* **Given passage**:
================================
A Rainy Night in Soho

Thoughts on songs and Shane MacGowan...

You’re about to hear a lot about Shane MacGowan.

Partly because tomorrow is December 1st, and, for me anyway, the only thing that really redeems Christmas is the opportunity to hear 'A Fairytale of New York'.

Partly, because he’s just died.

I think it would be presumptuous of me to write some sort of Shane MacGowan obituary.

Mainly because I don’t know anything about him personally that I didn’t learn from the Johnny Depp-produced documentary Crock of Gold: A Few Rounds with Shane MacGowan (which came out a few years ago and is an incredible watch).

I feel moved to write a bit about him though, because of the joy he’s inadvertently brought me for the past 20 years or so.

He didn’t mean to.

I’m sure, if we ever met, he’d probably think I was exactly the sort of bourgeois English tosser he generally had nothing but contempt for.

And he'd probably be right.

But when I think about the most precious songs ever written - songs so powerful that I have to deliberately turn them off if they shuffle on at the wrong moment, because I know I’m not going to be able to stand half-listening to them in the gym, or whilst somebody unwittingly tries to talk to me whilst they’re playing; because, like the words of the Gospel or Van Gogh’s Starry Night they deserve nothing but hallowed reverence  - there are a few that always come to mind.

‘Thunder Road’, by Bruce Springsteen; ‘Bridge Over Troubled Water’ by Paul Simon; ‘Yesterday’ by Paul McCartney; and ‘A Rainy Night in Soho’ by Shane MacGowan.

These are the song that I have to deliberately ration - that I only listen to on special occasions; maybe once or twice a year - because I know that the day I hear one of them and it doesn’t move my soul the way it used to I’ll feel like an important part of me must have died.

A neuroscientist might tell you that music activates various brain areas associated with memory, such as the hippocampus and the pre-frontal cortex, but none of us need them to because we already know it does.

We all know that songs become inextricably linked to the moments of our lives.

I remember first hearing ‘A Rainy Night’ in Soho having illegally downloaded The Pogues’ discography (sorry Shane) in my teenage bedroom.
================================
* **Rows taken from a pointing dataset**:
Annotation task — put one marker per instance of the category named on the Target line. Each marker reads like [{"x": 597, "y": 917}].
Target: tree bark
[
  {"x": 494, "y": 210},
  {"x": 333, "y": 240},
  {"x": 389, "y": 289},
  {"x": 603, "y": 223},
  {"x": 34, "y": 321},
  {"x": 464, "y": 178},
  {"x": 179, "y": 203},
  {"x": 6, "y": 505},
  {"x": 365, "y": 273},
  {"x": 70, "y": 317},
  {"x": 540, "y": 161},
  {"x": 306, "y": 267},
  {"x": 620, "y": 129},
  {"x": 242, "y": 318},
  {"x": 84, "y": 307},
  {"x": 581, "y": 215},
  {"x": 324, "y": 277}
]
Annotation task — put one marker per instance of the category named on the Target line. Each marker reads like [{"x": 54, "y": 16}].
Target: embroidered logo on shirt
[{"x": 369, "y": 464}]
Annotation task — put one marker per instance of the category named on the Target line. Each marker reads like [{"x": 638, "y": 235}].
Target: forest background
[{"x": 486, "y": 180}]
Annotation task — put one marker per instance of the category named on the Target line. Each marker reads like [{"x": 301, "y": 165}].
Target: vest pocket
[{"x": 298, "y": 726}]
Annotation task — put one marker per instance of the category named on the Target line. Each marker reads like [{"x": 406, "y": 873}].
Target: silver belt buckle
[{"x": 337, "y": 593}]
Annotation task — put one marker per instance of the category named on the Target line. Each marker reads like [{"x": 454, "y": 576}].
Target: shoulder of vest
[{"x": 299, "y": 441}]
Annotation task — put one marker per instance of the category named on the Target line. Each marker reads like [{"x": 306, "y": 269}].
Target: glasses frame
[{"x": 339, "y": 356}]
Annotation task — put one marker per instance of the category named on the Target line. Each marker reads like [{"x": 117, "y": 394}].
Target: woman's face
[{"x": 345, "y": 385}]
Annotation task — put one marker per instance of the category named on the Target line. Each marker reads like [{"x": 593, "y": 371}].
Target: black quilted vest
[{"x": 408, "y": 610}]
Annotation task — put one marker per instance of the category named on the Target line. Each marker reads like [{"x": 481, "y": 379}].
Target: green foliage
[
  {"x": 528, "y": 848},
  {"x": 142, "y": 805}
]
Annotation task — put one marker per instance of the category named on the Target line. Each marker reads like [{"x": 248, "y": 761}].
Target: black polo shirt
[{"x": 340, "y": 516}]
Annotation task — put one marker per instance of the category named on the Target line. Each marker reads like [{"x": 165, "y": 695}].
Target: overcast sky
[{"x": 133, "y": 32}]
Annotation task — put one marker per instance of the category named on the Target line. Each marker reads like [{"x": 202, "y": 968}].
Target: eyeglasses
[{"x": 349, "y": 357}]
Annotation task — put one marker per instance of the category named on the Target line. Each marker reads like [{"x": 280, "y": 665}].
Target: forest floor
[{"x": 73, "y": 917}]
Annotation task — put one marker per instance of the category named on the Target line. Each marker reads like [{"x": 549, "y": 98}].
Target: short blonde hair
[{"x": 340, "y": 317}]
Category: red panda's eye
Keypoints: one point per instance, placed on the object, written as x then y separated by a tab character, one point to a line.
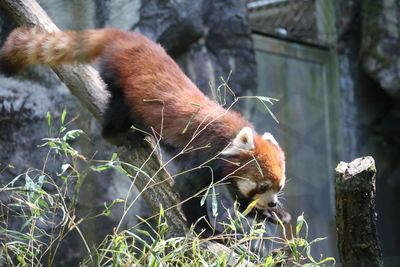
263	188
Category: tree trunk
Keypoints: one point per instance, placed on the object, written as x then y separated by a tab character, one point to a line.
85	83
355	213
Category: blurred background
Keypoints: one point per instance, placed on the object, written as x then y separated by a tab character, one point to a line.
333	65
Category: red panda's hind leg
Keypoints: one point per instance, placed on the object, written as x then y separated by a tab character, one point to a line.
116	118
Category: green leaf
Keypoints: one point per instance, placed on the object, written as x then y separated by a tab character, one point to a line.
73	134
214	203
299	224
203	199
63	115
48	118
267	108
64	168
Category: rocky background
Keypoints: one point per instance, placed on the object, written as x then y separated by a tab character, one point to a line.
369	65
207	38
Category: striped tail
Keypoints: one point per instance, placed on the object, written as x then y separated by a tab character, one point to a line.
26	46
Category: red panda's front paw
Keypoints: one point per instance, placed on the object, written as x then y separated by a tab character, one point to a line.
271	215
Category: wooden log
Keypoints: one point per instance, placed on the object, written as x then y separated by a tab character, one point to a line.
85	83
355	213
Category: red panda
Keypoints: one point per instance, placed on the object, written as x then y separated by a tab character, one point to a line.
150	91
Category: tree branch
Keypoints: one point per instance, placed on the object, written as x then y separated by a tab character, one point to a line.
85	83
355	213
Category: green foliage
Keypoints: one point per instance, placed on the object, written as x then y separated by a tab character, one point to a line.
44	205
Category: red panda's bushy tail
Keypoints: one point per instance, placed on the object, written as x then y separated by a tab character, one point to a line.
25	46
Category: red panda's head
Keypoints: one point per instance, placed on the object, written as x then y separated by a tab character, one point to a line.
259	172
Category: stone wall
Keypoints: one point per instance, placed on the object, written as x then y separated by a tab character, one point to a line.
368	56
207	38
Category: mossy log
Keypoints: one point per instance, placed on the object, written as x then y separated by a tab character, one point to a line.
355	213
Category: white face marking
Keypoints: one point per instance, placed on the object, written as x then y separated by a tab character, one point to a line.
244	140
270	137
245	186
266	198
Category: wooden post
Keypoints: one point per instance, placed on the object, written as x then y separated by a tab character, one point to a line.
355	213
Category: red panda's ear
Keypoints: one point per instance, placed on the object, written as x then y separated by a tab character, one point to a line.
244	140
269	137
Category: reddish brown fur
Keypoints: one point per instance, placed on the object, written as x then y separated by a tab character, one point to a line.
155	88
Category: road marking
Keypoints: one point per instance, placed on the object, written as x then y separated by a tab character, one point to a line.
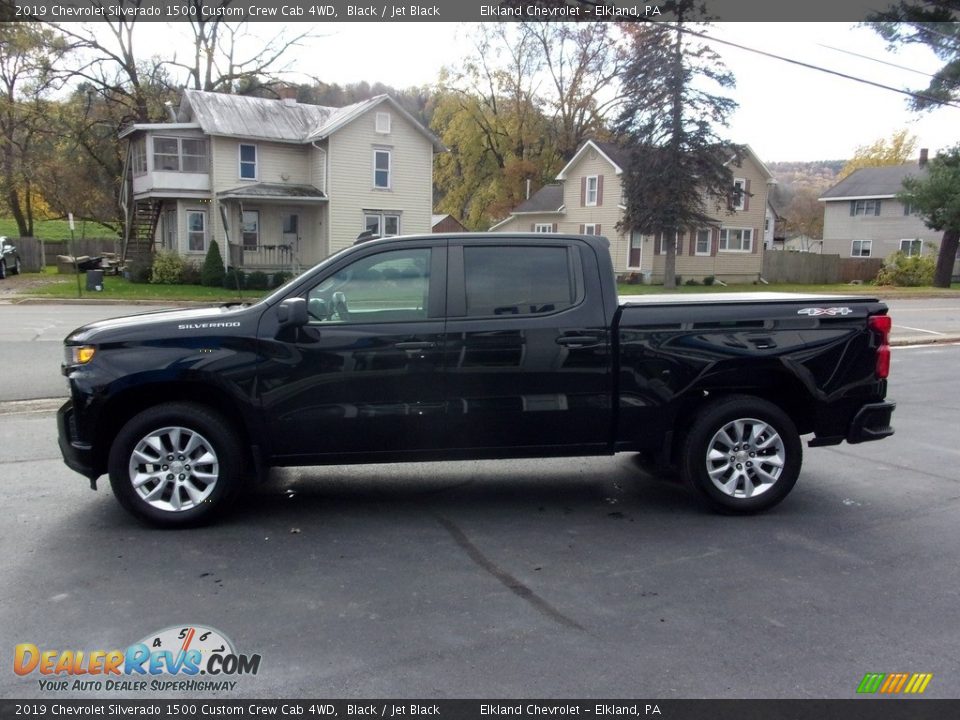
907	327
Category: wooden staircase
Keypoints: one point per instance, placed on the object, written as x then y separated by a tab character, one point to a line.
142	229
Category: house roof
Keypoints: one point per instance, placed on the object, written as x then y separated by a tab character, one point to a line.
878	182
273	191
548	199
280	120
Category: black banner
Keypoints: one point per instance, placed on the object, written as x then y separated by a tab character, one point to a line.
425	10
857	709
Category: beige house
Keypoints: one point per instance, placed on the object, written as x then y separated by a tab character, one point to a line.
282	184
588	200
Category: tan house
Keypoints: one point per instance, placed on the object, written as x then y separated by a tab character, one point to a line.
588	200
282	184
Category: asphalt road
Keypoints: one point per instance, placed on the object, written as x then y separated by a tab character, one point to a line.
566	578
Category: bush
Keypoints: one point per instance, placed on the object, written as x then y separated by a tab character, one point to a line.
907	271
257	280
234	279
191	273
212	273
279	278
140	269
167	268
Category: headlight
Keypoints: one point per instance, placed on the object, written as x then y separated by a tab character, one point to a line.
80	354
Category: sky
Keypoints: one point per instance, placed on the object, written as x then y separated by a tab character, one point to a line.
785	112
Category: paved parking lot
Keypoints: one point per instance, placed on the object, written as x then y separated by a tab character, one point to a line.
559	578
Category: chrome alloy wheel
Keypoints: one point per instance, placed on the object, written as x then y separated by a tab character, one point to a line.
745	458
174	469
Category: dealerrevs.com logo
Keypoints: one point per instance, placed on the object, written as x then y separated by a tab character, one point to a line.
191	658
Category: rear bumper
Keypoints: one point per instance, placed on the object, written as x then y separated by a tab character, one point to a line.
77	455
872	422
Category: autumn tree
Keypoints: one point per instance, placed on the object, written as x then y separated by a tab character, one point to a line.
934	24
896	150
28	55
936	198
678	165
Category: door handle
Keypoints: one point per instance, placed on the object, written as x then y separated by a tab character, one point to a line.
576	341
415	345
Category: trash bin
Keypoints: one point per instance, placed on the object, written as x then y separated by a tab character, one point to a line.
95	280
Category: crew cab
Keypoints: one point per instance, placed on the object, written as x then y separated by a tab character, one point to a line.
470	346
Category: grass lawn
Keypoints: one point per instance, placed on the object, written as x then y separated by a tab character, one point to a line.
116	288
57	229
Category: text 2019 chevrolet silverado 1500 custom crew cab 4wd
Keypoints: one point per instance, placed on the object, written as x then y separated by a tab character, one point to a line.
470	346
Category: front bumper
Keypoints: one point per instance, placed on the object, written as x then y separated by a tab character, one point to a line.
872	422
76	454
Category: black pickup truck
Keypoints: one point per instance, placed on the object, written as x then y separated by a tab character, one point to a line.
470	346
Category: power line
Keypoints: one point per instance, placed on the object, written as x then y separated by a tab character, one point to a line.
876	60
810	66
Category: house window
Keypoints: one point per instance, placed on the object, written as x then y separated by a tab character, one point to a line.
912	247
739	193
702	246
174	154
592	190
381	169
139	157
250	229
864	207
248	162
861	248
736	240
383	224
197	230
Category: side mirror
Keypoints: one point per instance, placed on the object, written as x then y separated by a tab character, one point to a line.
292	312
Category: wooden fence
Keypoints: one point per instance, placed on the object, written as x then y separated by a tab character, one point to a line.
814	268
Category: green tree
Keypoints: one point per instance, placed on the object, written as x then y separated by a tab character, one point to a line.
678	164
932	23
212	272
895	151
936	197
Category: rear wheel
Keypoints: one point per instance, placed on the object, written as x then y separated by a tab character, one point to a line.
176	464
743	454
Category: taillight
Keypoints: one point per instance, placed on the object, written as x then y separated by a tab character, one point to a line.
881	325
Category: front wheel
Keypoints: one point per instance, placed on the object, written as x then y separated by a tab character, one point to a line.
175	464
743	454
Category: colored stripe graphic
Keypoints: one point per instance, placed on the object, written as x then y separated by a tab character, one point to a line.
895	683
871	682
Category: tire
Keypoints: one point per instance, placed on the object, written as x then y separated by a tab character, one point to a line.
193	479
743	455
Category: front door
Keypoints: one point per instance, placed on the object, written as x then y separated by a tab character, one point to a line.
527	351
364	377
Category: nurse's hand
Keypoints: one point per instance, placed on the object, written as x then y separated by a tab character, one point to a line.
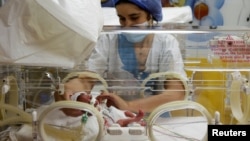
113	100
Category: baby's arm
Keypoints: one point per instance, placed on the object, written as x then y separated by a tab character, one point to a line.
131	118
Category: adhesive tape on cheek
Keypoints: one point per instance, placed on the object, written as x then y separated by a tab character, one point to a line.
75	95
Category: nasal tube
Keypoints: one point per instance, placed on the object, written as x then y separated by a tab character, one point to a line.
76	95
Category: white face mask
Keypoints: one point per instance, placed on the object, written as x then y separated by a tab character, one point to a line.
135	37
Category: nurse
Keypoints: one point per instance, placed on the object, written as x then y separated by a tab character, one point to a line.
126	59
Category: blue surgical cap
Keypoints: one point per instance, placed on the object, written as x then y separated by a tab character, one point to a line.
154	7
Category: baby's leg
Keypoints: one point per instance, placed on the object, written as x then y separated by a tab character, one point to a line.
135	118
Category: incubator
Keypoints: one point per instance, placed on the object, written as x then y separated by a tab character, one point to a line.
212	62
216	63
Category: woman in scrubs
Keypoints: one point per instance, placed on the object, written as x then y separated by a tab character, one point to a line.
126	59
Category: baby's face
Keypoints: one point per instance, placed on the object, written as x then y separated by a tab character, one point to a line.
83	86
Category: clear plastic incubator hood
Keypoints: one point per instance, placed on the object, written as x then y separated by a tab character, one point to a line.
48	32
212	63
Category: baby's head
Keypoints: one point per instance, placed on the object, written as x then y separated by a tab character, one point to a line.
76	86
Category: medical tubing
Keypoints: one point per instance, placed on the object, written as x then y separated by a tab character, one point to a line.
22	118
175	105
235	102
167	74
69	104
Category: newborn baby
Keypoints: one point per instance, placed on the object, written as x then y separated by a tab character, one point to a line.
110	114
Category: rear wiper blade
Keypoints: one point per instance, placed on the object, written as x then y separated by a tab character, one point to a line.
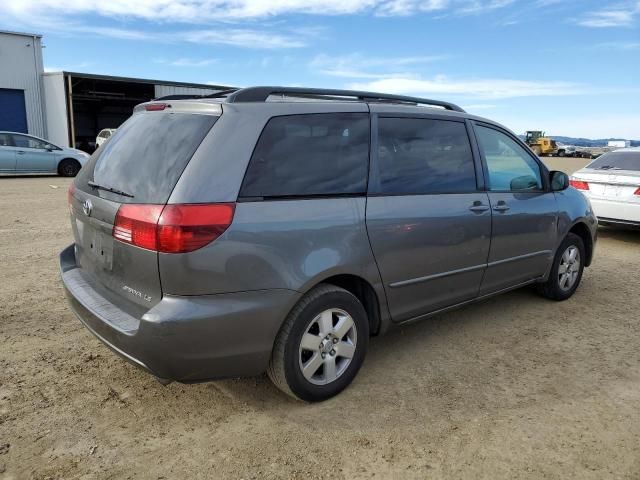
93	184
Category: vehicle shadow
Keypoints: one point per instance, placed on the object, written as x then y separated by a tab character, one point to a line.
622	234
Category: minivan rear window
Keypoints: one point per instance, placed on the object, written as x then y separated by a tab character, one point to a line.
147	154
310	155
617	161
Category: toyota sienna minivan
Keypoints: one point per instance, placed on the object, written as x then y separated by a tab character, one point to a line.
277	229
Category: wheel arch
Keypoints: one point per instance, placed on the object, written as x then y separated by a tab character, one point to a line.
364	292
582	230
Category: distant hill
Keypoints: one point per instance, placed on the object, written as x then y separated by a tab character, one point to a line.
587	142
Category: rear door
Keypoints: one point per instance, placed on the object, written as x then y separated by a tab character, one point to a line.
428	220
32	155
524	221
143	162
7	153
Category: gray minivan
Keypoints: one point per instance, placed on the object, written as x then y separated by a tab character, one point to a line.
276	229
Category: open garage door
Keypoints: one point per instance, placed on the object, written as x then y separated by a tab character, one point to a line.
101	103
13	114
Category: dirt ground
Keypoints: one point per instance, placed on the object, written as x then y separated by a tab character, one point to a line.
516	387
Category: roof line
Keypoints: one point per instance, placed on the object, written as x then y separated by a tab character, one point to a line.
142	80
22	34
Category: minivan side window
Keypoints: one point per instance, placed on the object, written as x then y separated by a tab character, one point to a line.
310	155
510	167
24	141
423	156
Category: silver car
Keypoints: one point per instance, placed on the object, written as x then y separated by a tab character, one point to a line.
612	184
21	153
277	229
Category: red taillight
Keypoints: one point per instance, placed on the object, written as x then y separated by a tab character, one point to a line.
137	225
172	228
154	107
71	194
579	184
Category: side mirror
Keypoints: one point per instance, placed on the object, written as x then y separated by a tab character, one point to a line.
525	182
559	181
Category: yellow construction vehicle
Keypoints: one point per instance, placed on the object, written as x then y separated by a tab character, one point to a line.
540	144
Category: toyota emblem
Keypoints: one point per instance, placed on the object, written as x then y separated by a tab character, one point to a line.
87	207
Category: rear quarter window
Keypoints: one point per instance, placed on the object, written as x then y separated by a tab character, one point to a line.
423	156
310	155
147	154
617	161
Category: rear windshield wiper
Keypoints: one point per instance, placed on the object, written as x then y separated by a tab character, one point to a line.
93	184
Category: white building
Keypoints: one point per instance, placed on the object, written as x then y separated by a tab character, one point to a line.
619	143
69	108
22	104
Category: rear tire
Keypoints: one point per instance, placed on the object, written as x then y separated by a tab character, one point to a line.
69	167
321	345
566	271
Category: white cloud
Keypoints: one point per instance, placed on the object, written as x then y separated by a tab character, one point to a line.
200	11
496	88
187	62
621	15
361	66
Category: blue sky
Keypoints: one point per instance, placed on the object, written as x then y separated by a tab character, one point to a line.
570	67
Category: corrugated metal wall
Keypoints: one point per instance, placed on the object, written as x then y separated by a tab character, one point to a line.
164	90
21	69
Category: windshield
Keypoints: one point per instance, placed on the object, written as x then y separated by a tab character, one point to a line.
617	161
146	156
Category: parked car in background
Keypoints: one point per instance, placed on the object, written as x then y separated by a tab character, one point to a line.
104	135
278	228
20	153
612	184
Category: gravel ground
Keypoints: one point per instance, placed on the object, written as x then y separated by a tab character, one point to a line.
516	387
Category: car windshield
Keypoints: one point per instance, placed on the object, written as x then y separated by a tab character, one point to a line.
617	161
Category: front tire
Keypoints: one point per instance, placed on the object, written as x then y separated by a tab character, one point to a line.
69	167
321	345
566	271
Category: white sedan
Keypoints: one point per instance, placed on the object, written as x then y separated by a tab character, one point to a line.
612	184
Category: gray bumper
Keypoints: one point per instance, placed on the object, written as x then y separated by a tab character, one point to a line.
183	338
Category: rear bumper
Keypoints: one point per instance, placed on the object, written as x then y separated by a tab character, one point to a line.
612	211
183	338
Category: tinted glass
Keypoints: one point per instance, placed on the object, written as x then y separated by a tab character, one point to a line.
147	154
23	141
418	156
304	155
511	168
617	161
6	140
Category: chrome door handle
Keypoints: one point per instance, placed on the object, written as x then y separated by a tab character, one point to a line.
478	207
501	207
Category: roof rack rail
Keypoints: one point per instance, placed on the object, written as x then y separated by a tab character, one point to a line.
260	94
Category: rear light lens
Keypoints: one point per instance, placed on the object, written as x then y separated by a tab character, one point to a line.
579	184
172	228
71	194
137	225
154	107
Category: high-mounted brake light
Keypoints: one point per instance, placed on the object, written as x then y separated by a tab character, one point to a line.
153	107
172	228
579	184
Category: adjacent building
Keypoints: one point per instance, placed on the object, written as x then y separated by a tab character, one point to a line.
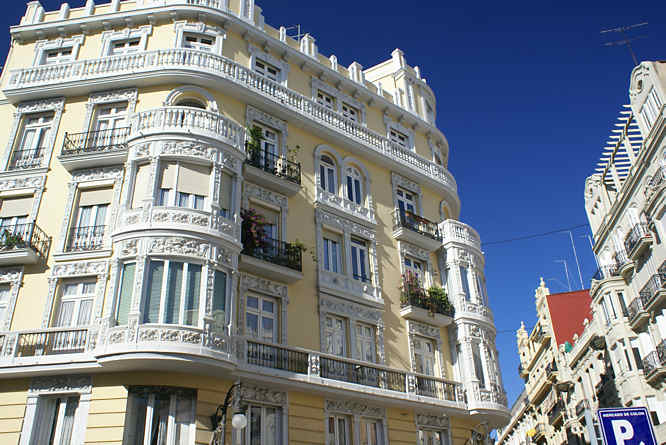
619	358
193	202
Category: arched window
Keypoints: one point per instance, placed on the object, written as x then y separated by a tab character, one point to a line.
354	185
327	175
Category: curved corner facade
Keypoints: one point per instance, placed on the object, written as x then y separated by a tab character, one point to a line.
190	198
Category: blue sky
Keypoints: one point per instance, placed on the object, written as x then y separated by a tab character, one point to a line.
526	95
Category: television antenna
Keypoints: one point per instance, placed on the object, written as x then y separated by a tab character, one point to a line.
625	41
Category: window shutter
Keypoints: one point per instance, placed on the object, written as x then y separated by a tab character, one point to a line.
152	307
15	207
141	185
126	292
95	197
193	179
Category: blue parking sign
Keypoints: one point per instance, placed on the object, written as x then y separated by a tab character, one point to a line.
626	426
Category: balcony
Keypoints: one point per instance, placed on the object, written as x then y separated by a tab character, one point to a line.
416	230
86	238
556	413
637	312
654	291
22	244
637	240
94	148
273	259
455	231
26	159
606	272
272	171
346	374
213	71
654	364
416	304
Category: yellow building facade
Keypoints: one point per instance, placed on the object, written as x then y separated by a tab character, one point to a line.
193	200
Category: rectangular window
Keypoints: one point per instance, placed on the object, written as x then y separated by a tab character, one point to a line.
332	253
326	100
59	55
126	292
124	46
339	430
184	185
399	138
200	42
5	293
261	318
424	355
350	112
433	437
264	425
54	420
32	141
366	348
173	297
465	282
372	432
359	252
163	416
335	332
267	70
219	299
================================
* **What this exercise asks**:
1. Extract the part of the Shane MacGowan piece that runs from "You’re about to" down to "he’s just died.".
2. Answer these questions using the Shane MacGowan piece.
(a) What is the name of the documentary the author mentions, and who produced it?
(b) Which song by Paul Simon does the author list among the most precious songs ever written?
(c) According to the author, what date is tomorrow?
3. Write the next part of the Shane MacGowan piece, carrying on from where it stops.
The records are material apart from the Shane MacGowan piece.

* **Exercise responses**:
1.
You’re about to hear a lot about Shane MacGowan.

Partly because tomorrow is December 1st, and, for me anyway, the only thing that really redeems Christmas is the opportunity to hear 'A Fairytale of New York'.

Partly, because he’s just died.

2.
(a) Crock of Gold: A Few Rounds with Shane MacGowan, produced by Johnny Depp.
(b) 'Bridge Over Troubled Water'.
(c) December 1st.

3.
I remember persuading the bemused staff of the ex-pat bar I got drunk in every Saturday night in a nameless city in North-Eastern China to play it on repeat every time the tequila took hold.

I remember singing it at 4am on the couch of some student doss-house in South Manchester with an Irish girl I wanted to sleep whilst we were both training to be English teachers.

I remember hearing it, exhausted, as the day broke over Manchester, commuting via Barton Bridge from Bolton to the first school I ever worked at in Stockport.

And I remember driving through the Yorkshire Dales in silvery sunlight on the way to a wedding I didn’t want to go to - hungover - with the love of my life, and realising that the relationship was slowly but surely coming to an end.

Hearing the line ‘you’re the measure of my dreams’ and knowing, with growing sadness, that she probably wasn’t.

Last night I had the most forgettable of gigs.

It was a two-for-one grill night in a small pub at the crossroads of a farmers’ village; we were the background noise.

My friend and I - a violin player from Dublin - did three sets to absolutely no notice whatsoever.

The reason I’ll never forget it now is because, as I was slowly losing the will to live during the third set, I leant over and asked him if he knew anything by The Pogues.

‘I think I could probably do A Rainy Night in Soho,’ he said.

Just another memory.

Cheers Shane.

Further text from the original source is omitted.